To be done:
Arrange every line of the data below as a Markdown table with two columns, Number and Line, numbering the lines in order and omitting any blank ones.

Extracted material:
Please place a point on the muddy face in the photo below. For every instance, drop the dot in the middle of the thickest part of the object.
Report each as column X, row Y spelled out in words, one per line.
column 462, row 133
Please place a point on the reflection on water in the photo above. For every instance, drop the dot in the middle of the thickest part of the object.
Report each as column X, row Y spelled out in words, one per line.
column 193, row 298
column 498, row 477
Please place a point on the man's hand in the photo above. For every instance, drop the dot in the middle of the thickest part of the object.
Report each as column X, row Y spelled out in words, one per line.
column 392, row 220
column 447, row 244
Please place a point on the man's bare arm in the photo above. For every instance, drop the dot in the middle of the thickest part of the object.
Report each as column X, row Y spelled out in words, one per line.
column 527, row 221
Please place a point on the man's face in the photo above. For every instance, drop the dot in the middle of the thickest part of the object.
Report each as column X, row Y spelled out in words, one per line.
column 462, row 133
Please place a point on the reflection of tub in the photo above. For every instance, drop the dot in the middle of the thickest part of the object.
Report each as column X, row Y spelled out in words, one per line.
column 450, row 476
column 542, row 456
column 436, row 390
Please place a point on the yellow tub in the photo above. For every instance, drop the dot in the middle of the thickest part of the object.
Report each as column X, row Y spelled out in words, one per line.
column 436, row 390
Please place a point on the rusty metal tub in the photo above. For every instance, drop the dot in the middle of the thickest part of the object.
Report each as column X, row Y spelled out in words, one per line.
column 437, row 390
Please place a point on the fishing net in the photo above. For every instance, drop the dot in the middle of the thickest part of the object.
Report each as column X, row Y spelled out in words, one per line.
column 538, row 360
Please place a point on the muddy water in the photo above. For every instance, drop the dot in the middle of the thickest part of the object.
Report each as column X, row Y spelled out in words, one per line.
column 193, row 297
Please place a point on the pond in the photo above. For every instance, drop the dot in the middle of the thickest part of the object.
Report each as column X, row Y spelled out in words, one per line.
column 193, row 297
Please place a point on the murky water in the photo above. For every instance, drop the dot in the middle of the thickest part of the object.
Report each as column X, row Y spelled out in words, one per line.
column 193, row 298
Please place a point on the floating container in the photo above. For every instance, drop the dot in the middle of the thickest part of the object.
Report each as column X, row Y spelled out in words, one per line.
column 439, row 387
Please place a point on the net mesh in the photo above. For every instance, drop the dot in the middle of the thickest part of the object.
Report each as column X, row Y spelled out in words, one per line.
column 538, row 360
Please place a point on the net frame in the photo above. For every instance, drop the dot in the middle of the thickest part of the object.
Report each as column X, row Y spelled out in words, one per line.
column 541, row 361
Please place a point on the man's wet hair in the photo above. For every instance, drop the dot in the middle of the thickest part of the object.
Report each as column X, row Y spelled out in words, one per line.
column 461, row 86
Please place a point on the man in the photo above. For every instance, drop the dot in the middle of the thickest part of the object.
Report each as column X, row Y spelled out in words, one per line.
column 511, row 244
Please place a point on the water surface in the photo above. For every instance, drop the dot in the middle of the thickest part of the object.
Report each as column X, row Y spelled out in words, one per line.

The reply:
| Number | Line |
|---|---|
| 1 | Please place a point on the muddy face in the photo below. For every instance, drop the dot in the middle of the thickest part of the object. |
| 2 | Report each as column X, row Y spelled out in words, one per line. |
| 3 | column 462, row 133 |
| 4 | Please place a point on the reflection on water in the photo above. For every instance, drop the dot in the middle of the thickest part of the object. |
| 5 | Report each as column X, row Y spelled out in words, one per line. |
| 6 | column 193, row 298 |
| 7 | column 498, row 477 |
| 8 | Please place a point on the man's hand in the photo above. For every instance, drop the dot in the middle of the thickest part of the object. |
| 9 | Report each as column X, row Y spelled out in words, one per line. |
| 10 | column 392, row 220 |
| 11 | column 447, row 244 |
| 12 | Please place a point on the man's bare arm in the photo above. For every instance, drop the dot in the middle of the thickest part of the object. |
| 13 | Report each as column X, row Y spelled out in words, one per line. |
| 14 | column 527, row 221 |
| 15 | Please place a point on the man's face in the photo above. For every instance, drop the dot in the middle of the thickest part of the object. |
| 16 | Report each as column X, row Y spelled out in words, one per line. |
| 17 | column 462, row 133 |
| 18 | Please place a point on the reflection of tub in the photo above. For every instance, drop the dot in the middle of the thickest part of the object. |
| 19 | Report each as column X, row Y spelled out in words, one per line. |
| 20 | column 450, row 476 |
| 21 | column 542, row 456 |
| 22 | column 436, row 390 |
| 23 | Please place a point on the yellow tub in the photo above. For every instance, drop the dot in the middle of the thickest part of the object. |
| 24 | Report each as column X, row Y spelled out in words, one per line. |
| 25 | column 436, row 390 |
| 26 | Please place a point on the rusty metal tub in the photo above. For every instance, drop the dot in the middle of the thickest part of the object. |
| 27 | Report each as column X, row Y spelled out in words, one per line. |
| 28 | column 437, row 390 |
| 29 | Please place a point on the fishing net in the photo above. For every instance, drop the dot in the middle of the thickest part of the object. |
| 30 | Report each as column X, row Y spelled out in words, one per line. |
| 31 | column 538, row 360 |
| 32 | Please place a point on the muddy water in the photo above. For every instance, drop the dot in the middle of the thickest part of the object. |
| 33 | Report each as column X, row Y spelled out in words, one per line. |
| 34 | column 193, row 297 |
| 35 | Please place a point on the pond in the photo above. For every instance, drop the dot in the middle of the thickest part of the object. |
| 36 | Report each as column X, row Y spelled out in words, one per line. |
| 37 | column 193, row 297 |
| 38 | Please place a point on the murky water in the photo above. For every instance, drop the dot in the middle of the thickest part of the object. |
| 39 | Report each as column X, row Y spelled out in words, one per line. |
| 40 | column 193, row 298 |
| 41 | Please place a point on the floating container in the photo above. For every instance, drop the dot in the middle of the thickest part of the object. |
| 42 | Report each as column X, row Y spelled out in words, one per line. |
| 43 | column 439, row 387 |
| 44 | Please place a point on the net mesh in the photo above. For every instance, drop the dot in the middle of the thickest part of the object. |
| 45 | Report each as column X, row Y spelled out in words, one per line. |
| 46 | column 538, row 360 |
| 47 | Please place a point on the net frame in the photo above. For every instance, drop the dot in the middle of the thickest part of the object. |
| 48 | Report each as column X, row Y spelled out in words, one per line. |
| 49 | column 541, row 361 |
| 50 | Please place a point on the man's wet hair in the photo above. For every instance, drop the dot in the middle of the thickest part of the object. |
| 51 | Report each as column X, row Y spelled out in words, one per line. |
| 52 | column 461, row 86 |
| 53 | Please place a point on the man in the photo above. For every instance, drop the dot in the middle of the thickest part of the object. |
| 54 | Report each as column X, row Y spelled out in words, one per line. |
| 55 | column 511, row 244 |
| 56 | Please place a point on the water surface in the photo above. For every instance, drop the dot in the middle of the thickest part of the object. |
| 57 | Report each as column X, row Y spelled out in words, one per line. |